GIVEN INSTRUCTION: Every record must be written out once more, with nothing added or omitted.

--*--

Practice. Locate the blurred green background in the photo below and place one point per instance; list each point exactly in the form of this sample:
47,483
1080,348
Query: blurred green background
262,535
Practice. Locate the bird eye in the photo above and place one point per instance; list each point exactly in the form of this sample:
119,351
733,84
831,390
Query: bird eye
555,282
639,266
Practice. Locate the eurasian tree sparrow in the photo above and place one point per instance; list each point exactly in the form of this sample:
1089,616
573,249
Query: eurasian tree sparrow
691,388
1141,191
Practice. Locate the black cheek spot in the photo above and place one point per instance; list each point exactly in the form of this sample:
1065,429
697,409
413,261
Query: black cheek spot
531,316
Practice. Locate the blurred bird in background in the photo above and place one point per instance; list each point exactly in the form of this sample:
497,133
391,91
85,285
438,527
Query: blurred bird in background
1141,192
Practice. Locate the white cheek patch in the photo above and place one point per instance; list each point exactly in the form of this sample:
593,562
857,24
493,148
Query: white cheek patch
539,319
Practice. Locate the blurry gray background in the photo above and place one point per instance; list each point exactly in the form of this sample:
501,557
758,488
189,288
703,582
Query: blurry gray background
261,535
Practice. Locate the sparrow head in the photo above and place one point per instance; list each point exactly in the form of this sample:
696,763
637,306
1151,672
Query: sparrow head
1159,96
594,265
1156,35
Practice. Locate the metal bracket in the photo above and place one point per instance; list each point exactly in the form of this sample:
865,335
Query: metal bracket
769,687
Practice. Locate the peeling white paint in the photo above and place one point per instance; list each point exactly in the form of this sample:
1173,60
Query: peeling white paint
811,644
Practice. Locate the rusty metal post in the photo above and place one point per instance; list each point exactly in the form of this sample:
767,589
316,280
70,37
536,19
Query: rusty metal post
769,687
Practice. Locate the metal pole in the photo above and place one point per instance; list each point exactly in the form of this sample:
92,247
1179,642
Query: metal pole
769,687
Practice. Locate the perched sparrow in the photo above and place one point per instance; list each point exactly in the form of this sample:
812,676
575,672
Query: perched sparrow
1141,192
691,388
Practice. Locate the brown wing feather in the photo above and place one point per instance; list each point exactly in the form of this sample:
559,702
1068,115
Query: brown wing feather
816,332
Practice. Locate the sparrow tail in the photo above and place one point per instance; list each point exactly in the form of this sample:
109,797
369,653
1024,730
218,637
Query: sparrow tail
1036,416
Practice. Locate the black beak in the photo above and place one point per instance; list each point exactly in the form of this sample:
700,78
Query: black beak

--*--

RESULT OF THIS TASK:
Practice. Locate the blurred green background in the photo below and place one point per instance; list each point exactly in the form of this sample:
47,483
1080,348
Query: blurred green background
262,535
Practice. Locate the bird eye in the photo above and place one point per instance; list each point exactly in the form of this sample:
119,351
733,84
831,390
Query: bird eye
555,282
639,266
Practice. Locate the eurasian tree sparrow in the photo above and place one point per instance; list each point exactly in the form of this sample:
1089,616
573,249
Query: eurasian tree sparrow
691,388
1141,191
Practice. Locate the black cheek spot in the photo above and place one point per instance; list each point exactly in the form of this sample:
1065,429
697,409
413,261
Query: black cheek spot
531,316
Practice. Locate the blurred bird in background in the photo above and place one point per instance; list each point exactly in the form of this sample:
497,133
391,91
85,285
438,527
Query: blurred bird in background
1141,192
Practice. Locate the white cheek patch in the photo above and place one point per instance; list each point exactly in the form of this sample:
593,562
857,24
493,148
Query: white cheek patch
539,319
Practice. Locate the blurry gray background in the photo above and place one point per instance; list each point exactly in the form of this sample:
501,557
758,488
189,288
703,582
Query: blurry gray background
261,535
Practice. Locate the sparrow head in the photo above and place one point per instance; list each point exactly in the form of this sample:
696,763
637,306
1151,672
Query: sparrow head
1159,96
594,265
1156,35
Practice. Locate the metal bracket in the photo above and place one point per instance; list each point exactly in the form of this sample:
865,335
Query: metal bracket
769,687
Practice. Locate the peeling white paint in the photo above and place one point per instance; list each point exactly in the form of this sample:
1173,60
Query: peeling white paint
811,644
Practice. Locate the rusty metal post in the photo above and place one point per instance; list each point exactly in the form of this sample:
767,589
316,280
70,37
536,19
Query: rusty metal post
769,687
Practice. Locate the metal pole in the photo above and place one point per instance; list each point exactly in the form of this sample:
92,247
1179,642
Query: metal pole
769,687
Practice. Locate the perched sparrow in the photo above and place one point per instance; list each point exactly in the form of this sample:
812,676
575,672
Query: perched sparrow
1141,192
691,388
Practice. Locate the brown wing feather in the photo above and place one point per instance; list each point exactly in the form of this sample:
559,702
1068,115
Query: brown wing feather
816,332
Practice. Locate the sparrow tail in the photo above and place one point per instance; list each point exactly in the form of this sample:
109,797
369,653
1024,730
218,637
Query: sparrow tail
1036,416
Practice. Locate the black beak in the photo above and place one point per instance; list each point exactly in the form of this sample:
700,78
Query: black beak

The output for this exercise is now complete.